YOUR TASKS:
1. In the article on the Senate stem cell bill, what was the Senate's vote on the bill?
2. In the article on the Senate stem cell bill, rewrite the passage that begins at "The bill, known" and ends after "to veto it.", replacing "amendment" with "revision".
3. List every vote number given in the article on the Senate stem cell bill, with what each refers to.

SELECTED EXTRACT:
+---+

18 Jul Senate approves bill to expand stem cell funding
Washington, D.C. – The United States Senate, by a vote of 63-37, has enacted a bill that would overturn President Bush’s ban on new federal funding for embryonic stem cell research, setting the stage for a promised presidential veto.
The measure fell short of the 67 votes needed to override a veto, which would be the first veto of the Bush presidency.
The bill, known as the Stem Cell Research Enhancement Act, was enacted without the possibility of amendment, which means it will go directly to the President. As recently as the morning of the vote, President Bush criticized the bill and signaled his intention to veto it.
Senators voted to remove the current restrictions on federal funding on embryonic stem cell research, which were announced by Bush in August of 2001. The bill, also known as House Resolution 810, would permit the National Institutes of Health to fund embryonic stem cell research, regardless of where the stem cells are derived.
The measure is controversial because in the process of deriving these types of stem cells, embryos are destroyed, which opponents argue is the taking of innocent life.
Researchers value embryonic stem cells because they have the ability to develop into virtually any cell in the human body.
Throughout the two-day Senate debate, advocates of a less restrictive policy chided Bush for threatening to use his first veto to undermine a measure that could move the scientific community closer to cures for life-threatening and debilitating diseases.
Senator Dick Durbin, D-Illinois, said Bush’s decision would indicate whether he truly is a “Compassionate Conservative,” a label he attached to himself when he first ran for president.

+---+

[Region pointing data]
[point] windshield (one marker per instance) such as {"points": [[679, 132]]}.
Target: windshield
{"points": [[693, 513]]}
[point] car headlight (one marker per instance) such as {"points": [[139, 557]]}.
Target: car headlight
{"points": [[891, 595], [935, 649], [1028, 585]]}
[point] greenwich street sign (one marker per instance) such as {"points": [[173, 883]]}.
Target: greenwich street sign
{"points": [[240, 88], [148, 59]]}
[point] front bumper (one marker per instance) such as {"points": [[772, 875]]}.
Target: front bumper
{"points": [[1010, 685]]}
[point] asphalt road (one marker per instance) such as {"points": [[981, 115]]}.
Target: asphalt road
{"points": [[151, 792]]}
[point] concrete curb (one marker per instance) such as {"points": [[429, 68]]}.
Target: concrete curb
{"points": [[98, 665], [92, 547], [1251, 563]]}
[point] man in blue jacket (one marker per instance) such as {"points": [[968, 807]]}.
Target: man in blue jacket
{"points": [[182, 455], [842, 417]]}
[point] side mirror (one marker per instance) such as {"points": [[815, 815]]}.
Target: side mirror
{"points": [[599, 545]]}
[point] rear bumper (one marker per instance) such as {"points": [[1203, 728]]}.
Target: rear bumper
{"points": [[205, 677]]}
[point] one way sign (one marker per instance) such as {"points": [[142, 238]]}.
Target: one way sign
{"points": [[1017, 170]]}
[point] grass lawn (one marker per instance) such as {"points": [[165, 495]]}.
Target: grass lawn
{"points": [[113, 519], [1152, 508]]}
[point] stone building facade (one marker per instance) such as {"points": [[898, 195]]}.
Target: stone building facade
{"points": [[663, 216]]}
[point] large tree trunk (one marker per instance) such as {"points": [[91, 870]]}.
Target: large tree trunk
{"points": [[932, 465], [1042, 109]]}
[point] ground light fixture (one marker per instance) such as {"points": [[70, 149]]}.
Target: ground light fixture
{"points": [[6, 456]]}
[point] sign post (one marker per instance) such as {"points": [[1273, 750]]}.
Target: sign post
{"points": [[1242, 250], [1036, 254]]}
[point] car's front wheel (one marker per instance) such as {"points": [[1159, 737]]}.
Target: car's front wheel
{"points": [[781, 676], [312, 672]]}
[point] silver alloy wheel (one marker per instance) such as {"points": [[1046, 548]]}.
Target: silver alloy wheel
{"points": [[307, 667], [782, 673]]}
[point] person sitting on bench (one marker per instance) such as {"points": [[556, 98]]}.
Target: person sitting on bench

+---+

ANSWER SET:
1. 63-37

2.
The bill, known as the Stem Cell Research Enhancement Act, was enacted without the possibility of revision, which means it will go directly to the President. As recently as the morning of the vote, President Bush criticized the bill and signaled his intention to veto it.

3.
63: the votes for the bill
37: the votes against it
67: the votes needed to override a veto